LA ISLA MINIMA DE ALBERTO RODRIGUEZ vu par Critique Chonchon

La Isla Minima.
Deux flics que tout oppose, Pedro (Raul Arevalo) et Juan (Javier Gutierrez), dans l'Espagne post-franquiste des années 1980, sont envoyés dans une petite ville d'Andalousie pour enquêter sur l'assassinat sauvage de deux adolescentes pendant les fêtes locales. Au coeur des marécages de cette région encore ancrée dans le passé, parfois jusqu'à l'absurde et où règne la loi du silence, ils vont devoir surmonter leurs différences pour démasquer le tueur.
Alberto Rodriguez (dont j'avais beaucoup aimé "Les 7 vierges" en 2005) s'est librement inspiré du roman "2666" du Chilien Roberto Bolano. L'histoire en soi n'est guère importante, et ce genre de scénario figure dans à peu près toutes les séries policières qui existent. Oui mais. Le réalisateur, sachant qu'un film peut se dispenser d'une histoire originale pour être véritable une oeuvre de cinéma, a dégraissé le plus possible ses dialogues au profit d'une mise en forme aussi originale que somptueuse.
Raul Arevalo (en 2011 dans "Même la pluie" de Icia Bollain avec Gael Garcia Bernal, en 2013 dans "Les Amants Passagers" de Pedro Almodovar) incarne un Pedro dont nous ne savons presque rien, si ce n'est pas le truchement d'un coup de fil qu'il passe. Javier Gutierrez (en 2004 dans le jubilatoire "Le crime parfait" de Alex de la Iglesia, est tout aussi taiseux, mais plus "sociable", et surtout plus trouble. Dans le rôle de Quini, le jeune homme qui fait se pâmer toutes les jeunes filles de la région, Jesus Castro est, il faut le dire, particulièrement beau.
De cette histoire de pas grand chose - un double meurtre dans une bourgade - servie par deux comédiens bridés, Alberto Rodriguez nous propose une merveille formelle. La palette chromatique, les cadrages très inventifs, les plans "vus du ciel", etc… tout concourt à une image étouffante, dont on voudrait s'échapper comme l'Espagne voulait en finir avec le franquisme.
----------------
● **EXERCICE ÉCRIT A**:
Les affirmations suivantes concordent-elles avec l'extrait fourni ? Répondez par oui ou par non à chacune, en citant mot pour mot les termes qui tranchent. (i) L'enquête a lieu dans une petite ville d'Andalousie. (ii) Le réalisateur a étoffé ses dialogues. (iii) Le film s'inspire d'un roman de Roberto Bolano.
● **EXERCICE ÉCRIT B**:
D'après l'extrait fourni, quel acteur interprète le rôle de Quini ?
● **EXERCICE ÉCRIT C**:
Recopiez fidèlement le passage de l'extrait fourni qui va de « Deux flics que » à « démasquer le tueur. ».

● **ENTRÉES EXTRAITES**:
----------------
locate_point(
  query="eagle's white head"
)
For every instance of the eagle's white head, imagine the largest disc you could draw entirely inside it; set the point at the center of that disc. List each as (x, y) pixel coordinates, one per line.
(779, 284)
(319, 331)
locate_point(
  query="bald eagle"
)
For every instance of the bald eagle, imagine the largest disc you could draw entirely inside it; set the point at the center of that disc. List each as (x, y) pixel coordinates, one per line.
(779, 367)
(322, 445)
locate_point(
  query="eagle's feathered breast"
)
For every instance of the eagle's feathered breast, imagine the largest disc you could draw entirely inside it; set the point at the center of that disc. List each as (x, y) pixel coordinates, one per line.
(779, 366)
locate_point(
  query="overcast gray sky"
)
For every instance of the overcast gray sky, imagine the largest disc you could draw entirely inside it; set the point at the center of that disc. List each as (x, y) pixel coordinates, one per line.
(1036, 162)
----------------
● **RÉPONSE ATTENDUE A**:
(i) Oui : « sont envoyés dans une petite ville d'Andalousie ».
(ii) Non : « a dégraissé le plus possible ses dialogues ».
(iii) Oui : « s'est librement inspiré du roman "2666" du Chilien Roberto Bolano ».

● **RÉPONSE ATTENDUE B**:
Jesus Castro interprète le rôle de Quini.

● **RÉPONSE ATTENDUE C**:
Deux flics que tout oppose, Pedro (Raul Arevalo) et Juan (Javier Gutierrez), dans l'Espagne post-franquiste des années 1980, sont envoyés dans une petite ville d'Andalousie pour enquêter sur l'assassinat sauvage de deux adolescentes pendant les fêtes locales. Au coeur des marécages de cette région encore ancrée dans le passé, parfois jusqu'à l'absurde et où règne la loi du silence, ils vont devoir surmonter leurs différences pour démasquer le tueur.